== TEXT SHOWN ==

The myriad of lights and the positions they assumed were described by Madam as "like an office Christmas disco that had taken a dark turn"

Rumination on the past twelve months has been undertaken and river reports have been filed for both the Dever and the Itchen. Extreme temperatures featured highly, something that the climate change wallahs have been warning us about for some time, although the wetter winters that they predict have yet to materialise in these parts. It may seem a bit old fashioned but we still have a man arrive to read our electricity meter and another man arrive to check our tap water.

The water man was once a lady. He tests for various parameters but phosphate levels in our groundwater supply have risen year on year, which is a bit of a worry. The draft water resources management plan for 2019 drawn up by the weasels at the water company predicts that phosphate levels in groundwater in this region will continue to rise for decades to come. I'll say it again for the final time in 2018, we really need to start looking after our precious groundwater in this corner of England.

The electricity meter man has been coming here for twenty years or more and has a fund of tales, mostly about celebrity clients. He once knocked over a vase in Terry Wogan's house while reading the digits. Terry was quite sanguine but Mrs Wogan was less so and a dark cloud hung over subsequent visits. He also used to read the meter at Rolf Harris's house but says that he is no longer comfortable talking about that. I know Martin Lewis keeps advising us all to switch energy providers but I look forward to our meter man's arrival and his epic tales of celebrity meters and I'd miss him if we switched.

Thank you to everyone who has got in touch regarding this chunk of guff during 2008. It is always nice to hear from people, although occasionally this house receives direct messages from people who object to a view expressed, the cut of my jib in general or they just don't like fishing. Which is fair enough I suppose, although I had a light bulb moment the other day when dealing with one of these "trolls".

Algorithms seem to be quite the thing at the moment. I don't know what they are beyond a book with lots of numbers used to form graphs back in the day,

Or was that Logarithms?

There was a sine, a cosine and a tangent, definitely.

No matter, it is the algorithms or logarithms that try to tempt me back to Bologna, Seville or anywhere else we have visited, or urge me to make another purchase of odour eaters with their targeted adverts in the top or side bar of some websites that I visit. They also help Amazon suggest what I should be purchasing next, and google predict what it is that I am supposed to be searching for.

So here's the pitch,

an algorithm that detects when a keyboard warrior is getting a little heated under the collar. At the first indication of a fine bate brewing, a soothing advert appears in the top tool bar, a promotion for scented candles perhaps, or just a picture of a kitten or puppy but preferably not of one chewing a kitchen chair. There was a wonderful documentary on this week about the travels and travails of Billy Connolly. A tremendous force, it ended with a gentle exhortation from The Big Yin to be more kind to one another. Wogan said the same, many times, "if you can be anything in life, just be kind".

Trolls are an inevitable product of the wild west that is the internet, and at this point I'd like to propose another logarithm/algorithm.

One that flashes up a message as a finger moves to the send or post button, a message that reads "Is this a kind thing to do?"


Here endeth the house's Christmas message for 2018.

Best wishes for Christmas everyone and, as ever, thanks for reading the rubbish that I write.

Saturday, 1 December 2018

Reports of Animals and Some Somnolent Spooks

Beachtung everyone, there is much to discuss.

Just back from a trip across the North South Divide that is the M4, to Swindon to source some more kitchen chairs for Moss to eat.

== STORED RECORDS ==

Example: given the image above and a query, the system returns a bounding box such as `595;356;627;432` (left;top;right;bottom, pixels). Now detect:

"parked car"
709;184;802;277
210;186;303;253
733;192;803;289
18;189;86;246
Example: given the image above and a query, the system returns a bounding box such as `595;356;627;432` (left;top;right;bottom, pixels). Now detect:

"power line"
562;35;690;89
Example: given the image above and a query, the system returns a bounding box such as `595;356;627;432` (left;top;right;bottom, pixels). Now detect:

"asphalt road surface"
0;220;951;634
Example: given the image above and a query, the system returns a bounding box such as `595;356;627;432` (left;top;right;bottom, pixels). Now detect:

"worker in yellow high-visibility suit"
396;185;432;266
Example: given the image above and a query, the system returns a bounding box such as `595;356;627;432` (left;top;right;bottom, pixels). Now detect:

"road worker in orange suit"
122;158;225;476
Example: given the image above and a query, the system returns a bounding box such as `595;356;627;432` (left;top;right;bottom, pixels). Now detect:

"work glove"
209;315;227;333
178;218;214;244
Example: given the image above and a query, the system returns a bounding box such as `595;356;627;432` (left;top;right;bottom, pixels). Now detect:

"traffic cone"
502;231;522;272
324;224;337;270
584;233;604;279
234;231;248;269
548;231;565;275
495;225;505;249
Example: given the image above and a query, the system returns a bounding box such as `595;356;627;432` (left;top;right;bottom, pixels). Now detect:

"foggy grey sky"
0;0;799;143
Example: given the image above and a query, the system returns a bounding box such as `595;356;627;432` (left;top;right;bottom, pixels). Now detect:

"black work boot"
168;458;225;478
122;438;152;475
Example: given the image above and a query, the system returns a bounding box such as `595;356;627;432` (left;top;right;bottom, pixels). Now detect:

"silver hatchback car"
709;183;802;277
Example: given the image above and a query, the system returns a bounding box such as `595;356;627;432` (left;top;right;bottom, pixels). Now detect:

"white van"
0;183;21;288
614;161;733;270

== EXERCISE OBJECTIVE ==
Return the stretch of the blog post from "Trolls are an" through "that I write.", copied word for word. The data is not needed here.

== THE OUTPUT ==
Trolls are an inevitable product of the wild west that is the internet, and at this point I'd like to propose another logarithm/algorithm.

One that flashes up a message as a finger moves to the send or post button, a message that reads "Is this a kind thing to do?"


Here endeth the house's Christmas message for 2018.

Best wishes for Christmas everyone and, as ever, thanks for reading the rubbish that I write.